Les deux types de verrouillages peuvent aussi être impératifs. Les verrous impératifs sont appliqués à tous les processus. Si un processus tente d'effectuer un accès incompatible (par exemple read(2) ou write(2)) sur une zone d'un fichier qui a un verrou impératif, le résultat dépend de l'attribut O_NONBLOCK du descripteur de fichier. S'il n'est pas activé, l'appel système est bloqué jusqu'à ce que le verrou soit enlevé ou converti en un mode compatible avec l'accès demandé. Si l'attribut O_NONBLOCK est activé, l'appel système échoue avec l'erreur EAGAIN.
Pour utiliser des verrous impératifs, ce type de verrouillage doit être activé sur le système de fichiers contenant le fichier à verrouiller (en utilisant l'option « -o mand » de mount(8)), ou l'attribut MS_MANDLOCK de mount(2). Le verrouillage impératif est activé pour un fichier en désactivant la permission d'exécution du groupe et en activant le bit de permission Set-GID (consultez chmod(1) et chmod(2)).
Le verrouillage impératif n’est pas défini par POSIX. Certains autres systèmes permettent également d’utiliser le verrouillage impératif, mais la façon de l’activer dépend des systèmes.
Quand un verrou d'observation est obtenu sur un système de fichiers en réseau comme NFS, il est possible que le verrou soit perdu. Cela peut arriver suite à une action d'administration sur le serveur ou à une partition du réseau (à savoir une perte de la connexion réseau avec le serveur) qui dure assez pour que le serveur pense que le client ne fonctionne plus.
══════════════════════════════
→ **CONSIGNE**
D'après l'extrait sur le verrouillage impératif, avec quelle erreur échoue l'appel système quand l'attribut O_NONBLOCK est activé ?

Entrées de données enregistrées
══════════════════════════════
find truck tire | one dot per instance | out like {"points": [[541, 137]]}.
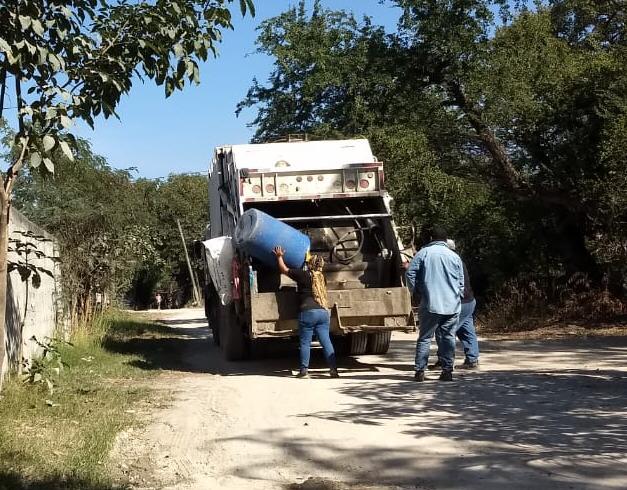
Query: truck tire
{"points": [[357, 342], [232, 340], [215, 328], [379, 342]]}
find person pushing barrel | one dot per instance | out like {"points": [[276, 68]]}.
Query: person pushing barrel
{"points": [[314, 314]]}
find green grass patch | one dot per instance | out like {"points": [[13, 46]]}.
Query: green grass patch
{"points": [[62, 439]]}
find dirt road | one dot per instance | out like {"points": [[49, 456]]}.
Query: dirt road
{"points": [[539, 415]]}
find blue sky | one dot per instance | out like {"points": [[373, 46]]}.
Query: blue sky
{"points": [[160, 136]]}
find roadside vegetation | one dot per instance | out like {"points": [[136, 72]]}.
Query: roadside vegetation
{"points": [[59, 434]]}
══════════════════════════════
→ **RÉPONSE**
Il échoue avec l'erreur EAGAIN.